[Photo labels with boxes]

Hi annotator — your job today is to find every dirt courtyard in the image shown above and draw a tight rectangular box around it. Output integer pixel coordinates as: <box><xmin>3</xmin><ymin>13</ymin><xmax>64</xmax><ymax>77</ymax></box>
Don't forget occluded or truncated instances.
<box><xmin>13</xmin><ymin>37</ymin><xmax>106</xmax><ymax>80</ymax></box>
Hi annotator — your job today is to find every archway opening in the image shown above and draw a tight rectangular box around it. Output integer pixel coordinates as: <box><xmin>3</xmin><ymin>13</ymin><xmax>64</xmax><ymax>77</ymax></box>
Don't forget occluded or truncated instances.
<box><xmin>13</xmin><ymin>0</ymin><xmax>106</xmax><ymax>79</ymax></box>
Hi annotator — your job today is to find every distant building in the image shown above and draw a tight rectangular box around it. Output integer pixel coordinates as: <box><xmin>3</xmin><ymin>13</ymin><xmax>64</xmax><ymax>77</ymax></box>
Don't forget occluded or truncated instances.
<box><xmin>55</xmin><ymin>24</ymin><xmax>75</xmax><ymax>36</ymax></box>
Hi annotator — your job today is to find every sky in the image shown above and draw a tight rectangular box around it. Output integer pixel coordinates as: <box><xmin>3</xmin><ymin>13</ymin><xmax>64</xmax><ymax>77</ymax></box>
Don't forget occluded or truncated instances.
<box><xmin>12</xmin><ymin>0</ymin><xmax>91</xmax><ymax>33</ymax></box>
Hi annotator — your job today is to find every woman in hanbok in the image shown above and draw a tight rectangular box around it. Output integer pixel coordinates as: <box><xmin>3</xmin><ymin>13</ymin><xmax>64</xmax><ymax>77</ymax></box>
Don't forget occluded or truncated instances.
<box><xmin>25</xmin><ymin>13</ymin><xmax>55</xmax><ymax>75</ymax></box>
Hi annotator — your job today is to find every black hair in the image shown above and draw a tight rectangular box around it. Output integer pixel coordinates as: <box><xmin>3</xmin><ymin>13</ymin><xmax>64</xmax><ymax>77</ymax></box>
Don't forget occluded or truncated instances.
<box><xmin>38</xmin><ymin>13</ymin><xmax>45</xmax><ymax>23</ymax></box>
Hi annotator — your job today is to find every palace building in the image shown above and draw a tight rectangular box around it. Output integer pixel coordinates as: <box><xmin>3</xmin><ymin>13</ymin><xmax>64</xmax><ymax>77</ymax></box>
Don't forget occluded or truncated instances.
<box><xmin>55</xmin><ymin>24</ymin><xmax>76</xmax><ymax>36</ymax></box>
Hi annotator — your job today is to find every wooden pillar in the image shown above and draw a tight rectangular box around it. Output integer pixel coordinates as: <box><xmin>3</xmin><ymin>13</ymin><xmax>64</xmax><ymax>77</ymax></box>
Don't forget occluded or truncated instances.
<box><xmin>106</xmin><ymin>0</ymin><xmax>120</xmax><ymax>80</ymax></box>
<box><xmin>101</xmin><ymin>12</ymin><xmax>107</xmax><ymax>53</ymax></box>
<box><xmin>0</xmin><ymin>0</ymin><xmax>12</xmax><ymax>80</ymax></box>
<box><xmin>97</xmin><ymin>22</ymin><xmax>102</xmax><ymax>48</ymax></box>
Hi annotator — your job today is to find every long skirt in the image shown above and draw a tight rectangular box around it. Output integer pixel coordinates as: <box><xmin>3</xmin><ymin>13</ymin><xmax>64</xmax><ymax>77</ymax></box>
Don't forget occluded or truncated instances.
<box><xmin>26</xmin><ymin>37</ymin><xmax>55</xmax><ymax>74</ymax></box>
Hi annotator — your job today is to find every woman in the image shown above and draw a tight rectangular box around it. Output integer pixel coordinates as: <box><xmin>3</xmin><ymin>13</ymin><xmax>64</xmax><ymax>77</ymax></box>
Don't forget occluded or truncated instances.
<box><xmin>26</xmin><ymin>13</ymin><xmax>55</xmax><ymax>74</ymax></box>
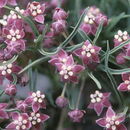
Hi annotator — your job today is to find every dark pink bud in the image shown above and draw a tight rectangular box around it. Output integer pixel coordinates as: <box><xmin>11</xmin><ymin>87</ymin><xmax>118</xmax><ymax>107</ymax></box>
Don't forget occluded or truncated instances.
<box><xmin>56</xmin><ymin>96</ymin><xmax>68</xmax><ymax>108</ymax></box>
<box><xmin>68</xmin><ymin>109</ymin><xmax>85</xmax><ymax>122</ymax></box>
<box><xmin>53</xmin><ymin>8</ymin><xmax>68</xmax><ymax>20</ymax></box>
<box><xmin>52</xmin><ymin>20</ymin><xmax>66</xmax><ymax>34</ymax></box>
<box><xmin>116</xmin><ymin>52</ymin><xmax>126</xmax><ymax>64</ymax></box>
<box><xmin>5</xmin><ymin>84</ymin><xmax>17</xmax><ymax>96</ymax></box>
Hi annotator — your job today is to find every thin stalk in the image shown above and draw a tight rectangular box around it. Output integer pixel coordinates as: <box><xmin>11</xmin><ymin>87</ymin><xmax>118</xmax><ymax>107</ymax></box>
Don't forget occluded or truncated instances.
<box><xmin>76</xmin><ymin>78</ymin><xmax>86</xmax><ymax>109</ymax></box>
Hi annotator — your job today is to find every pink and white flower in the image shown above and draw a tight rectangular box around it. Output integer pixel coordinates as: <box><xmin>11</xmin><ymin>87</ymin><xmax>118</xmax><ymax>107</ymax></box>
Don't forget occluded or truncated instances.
<box><xmin>28</xmin><ymin>112</ymin><xmax>50</xmax><ymax>130</ymax></box>
<box><xmin>56</xmin><ymin>55</ymin><xmax>85</xmax><ymax>82</ymax></box>
<box><xmin>118</xmin><ymin>73</ymin><xmax>130</xmax><ymax>91</ymax></box>
<box><xmin>0</xmin><ymin>0</ymin><xmax>17</xmax><ymax>8</ymax></box>
<box><xmin>25</xmin><ymin>90</ymin><xmax>46</xmax><ymax>112</ymax></box>
<box><xmin>88</xmin><ymin>90</ymin><xmax>111</xmax><ymax>116</ymax></box>
<box><xmin>6</xmin><ymin>112</ymin><xmax>31</xmax><ymax>130</ymax></box>
<box><xmin>96</xmin><ymin>107</ymin><xmax>127</xmax><ymax>130</ymax></box>
<box><xmin>74</xmin><ymin>40</ymin><xmax>101</xmax><ymax>65</ymax></box>
<box><xmin>27</xmin><ymin>2</ymin><xmax>45</xmax><ymax>24</ymax></box>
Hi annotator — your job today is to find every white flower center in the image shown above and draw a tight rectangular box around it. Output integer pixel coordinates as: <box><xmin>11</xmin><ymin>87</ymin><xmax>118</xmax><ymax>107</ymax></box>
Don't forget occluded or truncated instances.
<box><xmin>90</xmin><ymin>91</ymin><xmax>103</xmax><ymax>103</ymax></box>
<box><xmin>81</xmin><ymin>44</ymin><xmax>95</xmax><ymax>57</ymax></box>
<box><xmin>114</xmin><ymin>30</ymin><xmax>129</xmax><ymax>42</ymax></box>
<box><xmin>106</xmin><ymin>116</ymin><xmax>120</xmax><ymax>130</ymax></box>
<box><xmin>32</xmin><ymin>91</ymin><xmax>45</xmax><ymax>103</ymax></box>
<box><xmin>14</xmin><ymin>116</ymin><xmax>27</xmax><ymax>130</ymax></box>
<box><xmin>29</xmin><ymin>112</ymin><xmax>41</xmax><ymax>125</ymax></box>
<box><xmin>0</xmin><ymin>61</ymin><xmax>13</xmax><ymax>75</ymax></box>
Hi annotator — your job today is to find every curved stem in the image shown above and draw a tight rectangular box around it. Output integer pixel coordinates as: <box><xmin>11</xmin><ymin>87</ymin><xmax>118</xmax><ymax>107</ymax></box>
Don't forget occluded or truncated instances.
<box><xmin>76</xmin><ymin>78</ymin><xmax>86</xmax><ymax>109</ymax></box>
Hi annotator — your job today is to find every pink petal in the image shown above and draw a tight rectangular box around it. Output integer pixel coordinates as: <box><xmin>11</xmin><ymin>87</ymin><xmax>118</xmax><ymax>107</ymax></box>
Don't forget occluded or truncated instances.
<box><xmin>74</xmin><ymin>48</ymin><xmax>82</xmax><ymax>57</ymax></box>
<box><xmin>34</xmin><ymin>15</ymin><xmax>44</xmax><ymax>24</ymax></box>
<box><xmin>96</xmin><ymin>118</ymin><xmax>106</xmax><ymax>127</ymax></box>
<box><xmin>70</xmin><ymin>76</ymin><xmax>78</xmax><ymax>82</ymax></box>
<box><xmin>117</xmin><ymin>124</ymin><xmax>127</xmax><ymax>130</ymax></box>
<box><xmin>117</xmin><ymin>83</ymin><xmax>128</xmax><ymax>91</ymax></box>
<box><xmin>121</xmin><ymin>73</ymin><xmax>130</xmax><ymax>81</ymax></box>
<box><xmin>32</xmin><ymin>102</ymin><xmax>40</xmax><ymax>112</ymax></box>
<box><xmin>0</xmin><ymin>0</ymin><xmax>7</xmax><ymax>8</ymax></box>
<box><xmin>0</xmin><ymin>110</ymin><xmax>9</xmax><ymax>119</ymax></box>
<box><xmin>11</xmin><ymin>112</ymin><xmax>20</xmax><ymax>120</ymax></box>
<box><xmin>94</xmin><ymin>103</ymin><xmax>103</xmax><ymax>116</ymax></box>
<box><xmin>73</xmin><ymin>65</ymin><xmax>85</xmax><ymax>73</ymax></box>
<box><xmin>40</xmin><ymin>114</ymin><xmax>50</xmax><ymax>122</ymax></box>
<box><xmin>58</xmin><ymin>49</ymin><xmax>67</xmax><ymax>58</ymax></box>
<box><xmin>8</xmin><ymin>0</ymin><xmax>17</xmax><ymax>6</ymax></box>
<box><xmin>88</xmin><ymin>103</ymin><xmax>94</xmax><ymax>109</ymax></box>
<box><xmin>66</xmin><ymin>55</ymin><xmax>74</xmax><ymax>66</ymax></box>
<box><xmin>49</xmin><ymin>58</ymin><xmax>60</xmax><ymax>65</ymax></box>
<box><xmin>6</xmin><ymin>122</ymin><xmax>16</xmax><ymax>130</ymax></box>
<box><xmin>106</xmin><ymin>107</ymin><xmax>115</xmax><ymax>118</ymax></box>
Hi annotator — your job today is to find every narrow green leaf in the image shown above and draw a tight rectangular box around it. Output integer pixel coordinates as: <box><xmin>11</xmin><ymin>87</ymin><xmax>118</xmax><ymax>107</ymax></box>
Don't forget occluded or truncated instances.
<box><xmin>92</xmin><ymin>22</ymin><xmax>104</xmax><ymax>45</ymax></box>
<box><xmin>88</xmin><ymin>72</ymin><xmax>102</xmax><ymax>89</ymax></box>
<box><xmin>109</xmin><ymin>39</ymin><xmax>130</xmax><ymax>54</ymax></box>
<box><xmin>61</xmin><ymin>8</ymin><xmax>88</xmax><ymax>47</ymax></box>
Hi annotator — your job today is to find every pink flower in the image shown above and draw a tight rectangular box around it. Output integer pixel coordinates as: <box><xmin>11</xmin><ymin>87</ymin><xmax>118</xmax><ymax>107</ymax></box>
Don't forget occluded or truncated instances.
<box><xmin>29</xmin><ymin>112</ymin><xmax>49</xmax><ymax>130</ymax></box>
<box><xmin>74</xmin><ymin>40</ymin><xmax>101</xmax><ymax>65</ymax></box>
<box><xmin>56</xmin><ymin>96</ymin><xmax>68</xmax><ymax>108</ymax></box>
<box><xmin>51</xmin><ymin>20</ymin><xmax>66</xmax><ymax>35</ymax></box>
<box><xmin>49</xmin><ymin>49</ymin><xmax>69</xmax><ymax>66</ymax></box>
<box><xmin>25</xmin><ymin>91</ymin><xmax>46</xmax><ymax>112</ymax></box>
<box><xmin>0</xmin><ymin>103</ymin><xmax>9</xmax><ymax>119</ymax></box>
<box><xmin>53</xmin><ymin>8</ymin><xmax>68</xmax><ymax>20</ymax></box>
<box><xmin>118</xmin><ymin>73</ymin><xmax>130</xmax><ymax>91</ymax></box>
<box><xmin>5</xmin><ymin>84</ymin><xmax>17</xmax><ymax>96</ymax></box>
<box><xmin>68</xmin><ymin>109</ymin><xmax>85</xmax><ymax>122</ymax></box>
<box><xmin>0</xmin><ymin>61</ymin><xmax>21</xmax><ymax>82</ymax></box>
<box><xmin>6</xmin><ymin>112</ymin><xmax>31</xmax><ymax>130</ymax></box>
<box><xmin>0</xmin><ymin>0</ymin><xmax>17</xmax><ymax>8</ymax></box>
<box><xmin>88</xmin><ymin>91</ymin><xmax>111</xmax><ymax>116</ymax></box>
<box><xmin>114</xmin><ymin>30</ymin><xmax>130</xmax><ymax>48</ymax></box>
<box><xmin>96</xmin><ymin>107</ymin><xmax>127</xmax><ymax>130</ymax></box>
<box><xmin>56</xmin><ymin>55</ymin><xmax>85</xmax><ymax>82</ymax></box>
<box><xmin>116</xmin><ymin>52</ymin><xmax>126</xmax><ymax>64</ymax></box>
<box><xmin>27</xmin><ymin>2</ymin><xmax>45</xmax><ymax>24</ymax></box>
<box><xmin>16</xmin><ymin>100</ymin><xmax>28</xmax><ymax>112</ymax></box>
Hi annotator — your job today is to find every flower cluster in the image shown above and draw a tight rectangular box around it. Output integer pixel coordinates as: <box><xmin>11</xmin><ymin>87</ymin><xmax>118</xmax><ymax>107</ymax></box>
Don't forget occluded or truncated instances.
<box><xmin>49</xmin><ymin>50</ymin><xmax>84</xmax><ymax>82</ymax></box>
<box><xmin>80</xmin><ymin>6</ymin><xmax>108</xmax><ymax>35</ymax></box>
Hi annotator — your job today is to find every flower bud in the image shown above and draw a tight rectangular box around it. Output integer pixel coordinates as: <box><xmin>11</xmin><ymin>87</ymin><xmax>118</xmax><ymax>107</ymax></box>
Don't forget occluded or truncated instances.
<box><xmin>53</xmin><ymin>8</ymin><xmax>68</xmax><ymax>20</ymax></box>
<box><xmin>56</xmin><ymin>96</ymin><xmax>68</xmax><ymax>108</ymax></box>
<box><xmin>116</xmin><ymin>52</ymin><xmax>126</xmax><ymax>64</ymax></box>
<box><xmin>52</xmin><ymin>20</ymin><xmax>66</xmax><ymax>34</ymax></box>
<box><xmin>5</xmin><ymin>84</ymin><xmax>17</xmax><ymax>96</ymax></box>
<box><xmin>68</xmin><ymin>109</ymin><xmax>85</xmax><ymax>122</ymax></box>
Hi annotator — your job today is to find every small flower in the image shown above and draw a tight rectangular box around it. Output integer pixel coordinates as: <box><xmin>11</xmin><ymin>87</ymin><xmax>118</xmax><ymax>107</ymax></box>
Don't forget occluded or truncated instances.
<box><xmin>25</xmin><ymin>90</ymin><xmax>46</xmax><ymax>112</ymax></box>
<box><xmin>49</xmin><ymin>49</ymin><xmax>69</xmax><ymax>65</ymax></box>
<box><xmin>0</xmin><ymin>61</ymin><xmax>21</xmax><ymax>81</ymax></box>
<box><xmin>0</xmin><ymin>103</ymin><xmax>9</xmax><ymax>119</ymax></box>
<box><xmin>88</xmin><ymin>91</ymin><xmax>111</xmax><ymax>116</ymax></box>
<box><xmin>118</xmin><ymin>73</ymin><xmax>130</xmax><ymax>91</ymax></box>
<box><xmin>114</xmin><ymin>30</ymin><xmax>129</xmax><ymax>47</ymax></box>
<box><xmin>28</xmin><ymin>112</ymin><xmax>49</xmax><ymax>129</ymax></box>
<box><xmin>74</xmin><ymin>40</ymin><xmax>101</xmax><ymax>65</ymax></box>
<box><xmin>51</xmin><ymin>20</ymin><xmax>66</xmax><ymax>35</ymax></box>
<box><xmin>5</xmin><ymin>84</ymin><xmax>17</xmax><ymax>96</ymax></box>
<box><xmin>27</xmin><ymin>2</ymin><xmax>45</xmax><ymax>24</ymax></box>
<box><xmin>53</xmin><ymin>8</ymin><xmax>68</xmax><ymax>20</ymax></box>
<box><xmin>16</xmin><ymin>100</ymin><xmax>28</xmax><ymax>112</ymax></box>
<box><xmin>56</xmin><ymin>96</ymin><xmax>68</xmax><ymax>108</ymax></box>
<box><xmin>0</xmin><ymin>0</ymin><xmax>17</xmax><ymax>8</ymax></box>
<box><xmin>68</xmin><ymin>109</ymin><xmax>85</xmax><ymax>122</ymax></box>
<box><xmin>56</xmin><ymin>55</ymin><xmax>85</xmax><ymax>82</ymax></box>
<box><xmin>6</xmin><ymin>112</ymin><xmax>31</xmax><ymax>130</ymax></box>
<box><xmin>96</xmin><ymin>107</ymin><xmax>127</xmax><ymax>130</ymax></box>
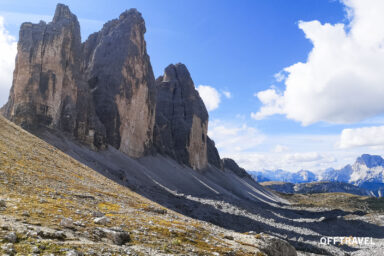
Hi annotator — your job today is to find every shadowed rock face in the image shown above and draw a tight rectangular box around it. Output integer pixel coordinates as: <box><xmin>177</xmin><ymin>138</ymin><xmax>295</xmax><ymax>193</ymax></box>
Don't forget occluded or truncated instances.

### STATED TASK
State how many lines of the entries contain the string "opening", treating uppercase and lowercase as different. Reply with the number alone.

### THE ANSWER
1